■ Quoted passage ■
▽
Game of Thrones: Season 6, Episode 7 - "The Broken Man"

Mark W. Pleiss

The seventh episode of Game of Thrones season six featured the return of two of the show's most curious and charismatic characters.

Game of Thrones

Airtime: Sundays, 8pm
Cast: Peter Dinklage, Lena Headey, Emilia Clarke, Kit Harington, Sophie Turner, Iain Glen, Maisie Williams
Subtitle: Season 6, Episode 7 - "The Broken Man"
Network: HBO
Air date: 2016-06-05

The seventh episode of the sixth season of HBO’s Game of Thrones lulled as it meandered around its principal storylines, but it stood out for the reappearance of two beloved characters and the potential -- although unlikely -- death of a third.

The episode opened with the return of Sandor Clegane (Rory McCann), also named The Hound, who had been left for dead by Arya Stark (Maisie Williams) in an earlier season. The Hound represents an important return because he is one of the show’s great monsters.
△
■ What this task involves ■
Please quote the episode review word for word between "Network: HBO" and "of a third.", inclusive. None of the data is needed.

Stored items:
▽
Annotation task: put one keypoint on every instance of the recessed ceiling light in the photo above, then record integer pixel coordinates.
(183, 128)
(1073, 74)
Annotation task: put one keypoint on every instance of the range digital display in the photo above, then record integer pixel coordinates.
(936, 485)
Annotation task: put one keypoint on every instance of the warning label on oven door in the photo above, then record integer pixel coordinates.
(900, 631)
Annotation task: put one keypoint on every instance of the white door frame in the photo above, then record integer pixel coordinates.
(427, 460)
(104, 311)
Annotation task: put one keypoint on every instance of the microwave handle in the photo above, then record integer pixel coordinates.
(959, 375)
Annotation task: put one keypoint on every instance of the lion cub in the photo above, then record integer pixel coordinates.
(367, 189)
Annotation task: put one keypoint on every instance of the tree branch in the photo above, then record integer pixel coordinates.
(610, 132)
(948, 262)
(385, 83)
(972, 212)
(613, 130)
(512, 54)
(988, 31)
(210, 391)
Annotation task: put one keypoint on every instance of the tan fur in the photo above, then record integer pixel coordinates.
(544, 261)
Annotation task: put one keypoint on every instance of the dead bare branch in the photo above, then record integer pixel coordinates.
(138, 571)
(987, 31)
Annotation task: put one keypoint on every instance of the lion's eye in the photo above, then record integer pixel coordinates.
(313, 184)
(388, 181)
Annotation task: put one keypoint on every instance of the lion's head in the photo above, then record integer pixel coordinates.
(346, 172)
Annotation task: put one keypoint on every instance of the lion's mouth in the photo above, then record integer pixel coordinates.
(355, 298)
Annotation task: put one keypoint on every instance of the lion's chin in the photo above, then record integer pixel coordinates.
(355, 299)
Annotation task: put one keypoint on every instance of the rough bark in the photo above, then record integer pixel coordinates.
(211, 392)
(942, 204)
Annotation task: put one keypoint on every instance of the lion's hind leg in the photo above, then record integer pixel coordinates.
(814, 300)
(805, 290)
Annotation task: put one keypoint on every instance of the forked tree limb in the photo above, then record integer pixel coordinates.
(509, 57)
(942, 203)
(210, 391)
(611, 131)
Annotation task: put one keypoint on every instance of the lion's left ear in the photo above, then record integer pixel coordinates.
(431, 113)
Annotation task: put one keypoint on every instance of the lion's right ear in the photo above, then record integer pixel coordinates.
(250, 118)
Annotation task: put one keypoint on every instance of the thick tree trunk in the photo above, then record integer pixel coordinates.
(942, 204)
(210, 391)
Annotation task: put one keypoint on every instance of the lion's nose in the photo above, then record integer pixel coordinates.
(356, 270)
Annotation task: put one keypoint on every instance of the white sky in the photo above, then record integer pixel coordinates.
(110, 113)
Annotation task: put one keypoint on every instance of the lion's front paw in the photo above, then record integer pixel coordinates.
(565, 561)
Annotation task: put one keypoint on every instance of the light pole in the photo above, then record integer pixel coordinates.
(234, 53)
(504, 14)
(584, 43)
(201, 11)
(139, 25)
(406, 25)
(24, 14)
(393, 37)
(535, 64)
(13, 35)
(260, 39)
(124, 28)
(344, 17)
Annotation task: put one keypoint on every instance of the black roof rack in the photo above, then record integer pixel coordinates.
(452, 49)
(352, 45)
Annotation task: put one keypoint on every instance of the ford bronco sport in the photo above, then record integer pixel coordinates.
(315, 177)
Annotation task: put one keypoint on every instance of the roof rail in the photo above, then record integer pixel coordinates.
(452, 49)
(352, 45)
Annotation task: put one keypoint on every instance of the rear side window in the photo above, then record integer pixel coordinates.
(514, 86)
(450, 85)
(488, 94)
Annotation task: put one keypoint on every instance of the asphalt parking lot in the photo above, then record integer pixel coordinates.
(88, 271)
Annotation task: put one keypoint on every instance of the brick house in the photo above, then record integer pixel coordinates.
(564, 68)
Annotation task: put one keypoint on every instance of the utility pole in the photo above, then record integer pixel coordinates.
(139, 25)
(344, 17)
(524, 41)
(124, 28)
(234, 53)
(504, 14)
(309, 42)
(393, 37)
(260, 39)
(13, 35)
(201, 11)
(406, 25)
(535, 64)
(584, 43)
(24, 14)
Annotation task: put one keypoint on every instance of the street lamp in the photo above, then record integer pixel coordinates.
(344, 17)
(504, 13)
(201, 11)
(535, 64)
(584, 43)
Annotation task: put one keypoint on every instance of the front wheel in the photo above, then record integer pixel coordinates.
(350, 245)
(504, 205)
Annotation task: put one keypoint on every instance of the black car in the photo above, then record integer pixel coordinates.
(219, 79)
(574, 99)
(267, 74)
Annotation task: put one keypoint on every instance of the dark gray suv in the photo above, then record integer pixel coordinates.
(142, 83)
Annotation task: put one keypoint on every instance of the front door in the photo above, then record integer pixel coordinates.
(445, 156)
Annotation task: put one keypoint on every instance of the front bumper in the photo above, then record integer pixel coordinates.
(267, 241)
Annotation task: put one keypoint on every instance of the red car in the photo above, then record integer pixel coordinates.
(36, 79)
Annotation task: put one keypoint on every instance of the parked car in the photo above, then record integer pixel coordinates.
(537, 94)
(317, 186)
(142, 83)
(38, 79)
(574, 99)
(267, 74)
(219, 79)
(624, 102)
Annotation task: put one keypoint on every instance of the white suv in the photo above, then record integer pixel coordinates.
△
■ Response to the task ■
Network: HBO
Air date: 2016-06-05

The seventh episode of the sixth season of HBO’s Game of Thrones lulled as it meandered around its principal storylines, but it stood out for the reappearance of two beloved characters and the potential -- although unlikely -- death of a third.